### WHAT YOU ARE ASKED TO DO
Reproduce word for word the part of the article below on a mental health advocate's journey with dissociative identity disorder that starts at "Though she began" and ends at "times to stabilize.".

### SELECTED EXCERPT
* * * * *

Skip to content

Mental health advocate’s journey with dissociative identity disorder sparks conversation

Coast Mental Health Courage to Come Back Awards nomination deadline Jan. 31
14670998_web1_copy_181205-CVR-Suzanne-Venuta
Suzanne Venuta is the 2018 winner of Coast Mental Health’s Courage to Come Back award in the mental health category. (Dan Toulgoet/Coast Mental Health)

Suzanne Venuta’s memories of her childhood are vague and incomplete. The age of four was the first time she remembers wanting to die, and by the age of 12, she was drinking to withdraw from her reality. But from a very young age, her most effective way of escaping the horrible abuse was in her mind.

“Because of the abuse and the neglect that happened to me when I was a child, I created what’s called dissociative identity disorder (DID),” she said. “The only way I could escape was in my mind, so I created a persona that the abuse was happening to – it wasn’t happening to the core me and that’s how I got through it.”

Venuta was the 2018 winner in the Mental Health category of Coast Mental Health’s Courage to Come Back Awards for her work to reduce the stigma of mental health and to raise awareness for DID. At the awards ceremony in May, Venuta accepted the award alongside recipients in the addiction, medical, physical rehabilitation and youth categories.

With the nomination deadline for the 2019 awards coming up at the end of January, Venuta hopes Comox Valley residents will think of people in their lives who are deserving of this recognition because for her, winning the award showed her that she is making a difference.

“This award encourages me to keep doing what I’m doing and change the world one conversation at a time,” she said in her acceptance speech in May.

Months later, sitting in a coffee shop in her hometown of Comox, Venuta recounts once again the story she has told time and time again to high school and post-secondary students, medical professionals and the media – the story of her journey towards a correct mental illness diagnosis, and the steps she has taken since, to create conversation and change.

“I never know where my words, written or spoken, are going to land or who they’re going to help.”

As a child, Venuta suffered horrible abuse and neglect at the hands of her father. In school, she was bullied and thought she was dumb because of a learning disability she didn’t know she had. She developed depression, anxiety and complex post-traumatic stress disorder due to the ongoing trauma she experienced throughout the first 20 years of her life.

“Everything I experienced either was dangerous, was a threat of danger, so I had to constantly be on guard 24 hours a day for anything,” she said. “That’s not really a very healthy way to view the world when you’re an adult, but it’s the old coping mechanism that kept me alive back then.”

Though she began receiving mental health treatment as an adult, including attending support groups, some things still weren’t lining up. She struggled with an unhealthy coping mechanism and was admitted to a psychiatric unit multiple times to stabilize.

* * * * *

Referring expression pointing data
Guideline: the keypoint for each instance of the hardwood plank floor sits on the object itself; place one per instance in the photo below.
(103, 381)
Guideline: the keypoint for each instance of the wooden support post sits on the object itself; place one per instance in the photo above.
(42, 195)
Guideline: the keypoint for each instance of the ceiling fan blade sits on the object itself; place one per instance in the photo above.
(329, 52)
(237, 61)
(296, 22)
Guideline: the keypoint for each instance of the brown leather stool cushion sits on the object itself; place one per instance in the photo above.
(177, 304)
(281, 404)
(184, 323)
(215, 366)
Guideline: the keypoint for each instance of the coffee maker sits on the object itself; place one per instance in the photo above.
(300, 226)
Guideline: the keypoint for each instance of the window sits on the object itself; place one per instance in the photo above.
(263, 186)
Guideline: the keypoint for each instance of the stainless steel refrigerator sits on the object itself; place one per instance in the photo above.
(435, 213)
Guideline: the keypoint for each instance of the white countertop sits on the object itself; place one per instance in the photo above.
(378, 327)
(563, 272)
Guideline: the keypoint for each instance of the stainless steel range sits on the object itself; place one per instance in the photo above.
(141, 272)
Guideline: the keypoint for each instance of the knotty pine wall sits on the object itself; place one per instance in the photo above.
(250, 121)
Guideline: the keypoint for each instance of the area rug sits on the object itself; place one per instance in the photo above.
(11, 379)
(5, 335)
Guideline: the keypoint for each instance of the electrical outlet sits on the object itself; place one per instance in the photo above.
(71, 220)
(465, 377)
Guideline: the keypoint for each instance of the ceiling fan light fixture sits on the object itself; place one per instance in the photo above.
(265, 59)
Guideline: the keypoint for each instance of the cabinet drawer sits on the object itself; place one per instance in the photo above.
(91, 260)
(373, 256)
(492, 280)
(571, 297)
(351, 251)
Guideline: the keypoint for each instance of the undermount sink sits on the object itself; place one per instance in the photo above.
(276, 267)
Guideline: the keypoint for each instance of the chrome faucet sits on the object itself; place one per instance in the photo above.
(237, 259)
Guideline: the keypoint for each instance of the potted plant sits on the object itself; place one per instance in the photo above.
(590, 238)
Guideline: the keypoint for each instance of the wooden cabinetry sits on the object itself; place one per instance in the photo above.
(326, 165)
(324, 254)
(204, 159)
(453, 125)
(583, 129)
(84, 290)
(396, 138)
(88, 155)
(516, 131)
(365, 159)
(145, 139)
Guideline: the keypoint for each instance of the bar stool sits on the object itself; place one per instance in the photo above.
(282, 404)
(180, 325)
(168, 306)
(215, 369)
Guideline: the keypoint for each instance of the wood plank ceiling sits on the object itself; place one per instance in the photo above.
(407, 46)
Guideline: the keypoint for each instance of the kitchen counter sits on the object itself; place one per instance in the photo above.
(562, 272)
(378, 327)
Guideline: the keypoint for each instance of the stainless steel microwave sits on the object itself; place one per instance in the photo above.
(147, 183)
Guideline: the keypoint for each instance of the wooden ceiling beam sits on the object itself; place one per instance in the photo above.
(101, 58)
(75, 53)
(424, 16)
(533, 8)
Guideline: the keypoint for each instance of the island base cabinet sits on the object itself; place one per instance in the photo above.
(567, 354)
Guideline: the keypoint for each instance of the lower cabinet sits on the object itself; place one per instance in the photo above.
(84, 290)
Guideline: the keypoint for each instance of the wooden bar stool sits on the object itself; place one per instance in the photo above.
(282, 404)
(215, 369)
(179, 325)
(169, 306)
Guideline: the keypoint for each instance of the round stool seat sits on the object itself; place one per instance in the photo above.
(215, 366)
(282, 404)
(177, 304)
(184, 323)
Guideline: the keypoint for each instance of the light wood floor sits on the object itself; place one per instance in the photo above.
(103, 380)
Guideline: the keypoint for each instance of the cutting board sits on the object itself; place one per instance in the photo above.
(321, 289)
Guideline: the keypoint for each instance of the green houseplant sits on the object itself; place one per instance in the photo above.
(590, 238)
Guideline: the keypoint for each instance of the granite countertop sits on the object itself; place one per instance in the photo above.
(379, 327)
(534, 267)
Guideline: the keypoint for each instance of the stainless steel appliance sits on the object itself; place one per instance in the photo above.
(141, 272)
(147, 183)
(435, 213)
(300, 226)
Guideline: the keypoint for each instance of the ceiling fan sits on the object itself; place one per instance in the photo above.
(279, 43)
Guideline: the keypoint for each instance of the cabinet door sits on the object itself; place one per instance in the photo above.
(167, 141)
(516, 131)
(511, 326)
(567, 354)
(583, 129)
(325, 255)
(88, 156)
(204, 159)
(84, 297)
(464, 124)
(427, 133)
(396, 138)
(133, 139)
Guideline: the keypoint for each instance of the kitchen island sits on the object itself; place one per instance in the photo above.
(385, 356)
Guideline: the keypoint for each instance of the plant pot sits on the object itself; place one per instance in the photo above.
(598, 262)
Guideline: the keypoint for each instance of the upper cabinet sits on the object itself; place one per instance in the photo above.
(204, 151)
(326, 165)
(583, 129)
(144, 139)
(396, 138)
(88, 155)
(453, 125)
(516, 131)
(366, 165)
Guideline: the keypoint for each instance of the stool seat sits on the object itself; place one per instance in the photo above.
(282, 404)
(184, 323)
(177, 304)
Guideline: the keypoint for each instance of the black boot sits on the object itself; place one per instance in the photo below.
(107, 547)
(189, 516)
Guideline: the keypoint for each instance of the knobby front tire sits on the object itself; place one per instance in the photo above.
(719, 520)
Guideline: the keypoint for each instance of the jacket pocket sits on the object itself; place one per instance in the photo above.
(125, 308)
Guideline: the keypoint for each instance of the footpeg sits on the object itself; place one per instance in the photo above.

* * * * *

### RESULT FOR THIS EXERCISE
Though she began receiving mental health treatment as an adult, including attending support groups, some things still weren’t lining up. She struggled with an unhealthy coping mechanism and was admitted to a psychiatric unit multiple times to stabilize.